TRECHO:
▼

Leia também: O capitalismo verde e os latifundiários dos ventos

14 de dezembro de 2023

Os latifúndios digitais e a dark web

Internete e web não são a mesma coisa. A internete nasceu descentralizada e livre. A web a centralizou e submeteu aos interesses das grandes empresas de comunicações, publicidade e entretenimento.

Em seu livro “Breaking Things at Work”, Gavin Mueler cita o ativista Tim O’Reilly. Ele foi um dos defensores da criação de programas de código aberto para lutar contra o controle monopolista da internete. Mas o capital inverteu o jogo. Criou o que o próprio O’Reilly chamou de Web 2.0.

Um exemplo claro dessa inovação é a Google. Em vez de oferecer software para os usuários instalarem em seus computadores, a Google fornece serviços remotos utilizando softwares que rodam em seus próprios servidores. São sistemas operacionais de código aberto, mas sob estrito controle da empresa, isolados naquilo que ficou conhecido como “nuvem”.

Desta forma, diz Mueller, a Google pode atuar como intermediário entre nós e nossa experiência online, ao mesmo tempo que coleta nossos dados.

O que aconteceu na prática é que Google, Facebook e similares tornaram-se verdadeiros latifúndios digitais que dizimaram milhões de pequenos serviços da rede mundial e dividiram entre si quase a totalidade do mercado.

Uma resposta a essa situação, afirma o autor, seria a criação da chamada dark web. Um ambiente que foge ao rastreio e à captura de dados da rede dominada pelos monopólios. O problema é que esse espaço clandestino também serve a práticas criminosas e ilícitas. E mesmo quando se trata de atividades legais, prevalece a lógica da troca capitalista de mercadorias.

Criar uma verdadeira resposta ludita anticapitalista a essa situação continua a ser um desafio.

Leia também: O ludismo do software livre

13 de dezembro de 2023

O ludismo do software livre

Gavin Mueller afirma que em vez de destruir máquinas, os hackers as adotaram. Portanto, diz ele em seu livro “Breaking Things at Work”, deveriam ser um dos movimentos menos ludistas do planeta.

▲

REGISTROS EXIBIDOS:
▼

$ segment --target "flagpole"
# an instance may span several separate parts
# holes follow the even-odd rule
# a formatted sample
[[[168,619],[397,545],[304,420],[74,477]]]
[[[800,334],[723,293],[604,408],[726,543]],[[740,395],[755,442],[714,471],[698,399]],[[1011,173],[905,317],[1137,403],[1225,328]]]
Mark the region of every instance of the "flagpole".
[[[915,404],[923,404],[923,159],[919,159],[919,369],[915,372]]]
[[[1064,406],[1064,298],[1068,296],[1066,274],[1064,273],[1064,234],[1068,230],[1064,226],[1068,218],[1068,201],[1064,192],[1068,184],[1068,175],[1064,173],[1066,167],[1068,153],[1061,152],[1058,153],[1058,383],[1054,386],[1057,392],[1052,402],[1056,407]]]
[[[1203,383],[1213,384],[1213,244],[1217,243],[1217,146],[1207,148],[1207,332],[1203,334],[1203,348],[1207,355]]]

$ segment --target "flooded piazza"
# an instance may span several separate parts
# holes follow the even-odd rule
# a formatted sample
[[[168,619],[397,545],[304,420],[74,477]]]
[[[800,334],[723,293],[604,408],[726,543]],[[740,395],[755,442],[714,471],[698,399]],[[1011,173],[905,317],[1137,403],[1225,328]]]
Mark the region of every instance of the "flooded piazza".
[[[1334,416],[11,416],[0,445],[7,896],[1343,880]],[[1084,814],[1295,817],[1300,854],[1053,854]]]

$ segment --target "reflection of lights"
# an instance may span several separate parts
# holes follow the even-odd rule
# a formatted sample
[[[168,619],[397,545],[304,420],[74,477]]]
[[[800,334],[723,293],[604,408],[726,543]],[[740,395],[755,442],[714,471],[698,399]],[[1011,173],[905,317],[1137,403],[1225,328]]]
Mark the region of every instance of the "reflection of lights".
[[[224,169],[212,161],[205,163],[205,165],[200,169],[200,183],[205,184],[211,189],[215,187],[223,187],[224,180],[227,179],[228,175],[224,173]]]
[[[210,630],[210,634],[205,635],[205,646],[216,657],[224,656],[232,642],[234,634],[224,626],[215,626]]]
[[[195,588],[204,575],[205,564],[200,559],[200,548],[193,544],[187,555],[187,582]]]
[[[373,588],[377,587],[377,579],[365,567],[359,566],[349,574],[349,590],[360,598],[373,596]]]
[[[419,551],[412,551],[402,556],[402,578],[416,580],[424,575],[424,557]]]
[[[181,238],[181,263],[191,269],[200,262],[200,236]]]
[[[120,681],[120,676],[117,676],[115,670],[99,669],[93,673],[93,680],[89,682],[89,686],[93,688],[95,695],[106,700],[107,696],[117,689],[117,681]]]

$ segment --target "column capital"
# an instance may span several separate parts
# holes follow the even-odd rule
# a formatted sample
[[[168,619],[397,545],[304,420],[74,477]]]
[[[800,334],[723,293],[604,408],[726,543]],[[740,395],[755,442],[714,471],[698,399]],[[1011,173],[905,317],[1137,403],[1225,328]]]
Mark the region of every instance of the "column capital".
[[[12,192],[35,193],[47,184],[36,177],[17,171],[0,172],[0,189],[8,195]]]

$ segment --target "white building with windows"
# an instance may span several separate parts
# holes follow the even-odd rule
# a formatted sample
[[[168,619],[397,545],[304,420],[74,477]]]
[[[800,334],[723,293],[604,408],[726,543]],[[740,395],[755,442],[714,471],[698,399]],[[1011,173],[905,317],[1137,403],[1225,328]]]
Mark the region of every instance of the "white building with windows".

▲

DESAFIOS:
A) Edite o trecho sobre os latifúndios digitais de "Desta forma, diz" até "ser um desafio.", substituindo "dark web" por "deep web".
B) Segundo o trecho, a web submeteu a internete aos interesses de grandes empresas de quais setores? Liste todos.
Para responder, baseie-se somente no trecho.

SOLUÇÕES:
A)
Desta forma, diz Mueller, a Google pode atuar como intermediário entre nós e nossa experiência online, ao mesmo tempo que coleta nossos dados.

O que aconteceu na prática é que Google, Facebook e similares tornaram-se verdadeiros latifúndios digitais que dizimaram milhões de pequenos serviços da rede mundial e dividiram entre si quase a totalidade do mercado.

Uma resposta a essa situação, afirma o autor, seria a criação da chamada deep web. Um ambiente que foge ao rastreio e à captura de dados da rede dominada pelos monopólios. O problema é que esse espaço clandestino também serve a práticas criminosas e ilícitas. E mesmo quando se trata de atividades legais, prevalece a lógica da troca capitalista de mercadorias.

Criar uma verdadeira resposta ludita anticapitalista a essa situação continua a ser um desafio.

B) Comunicações, publicidade e entretenimento.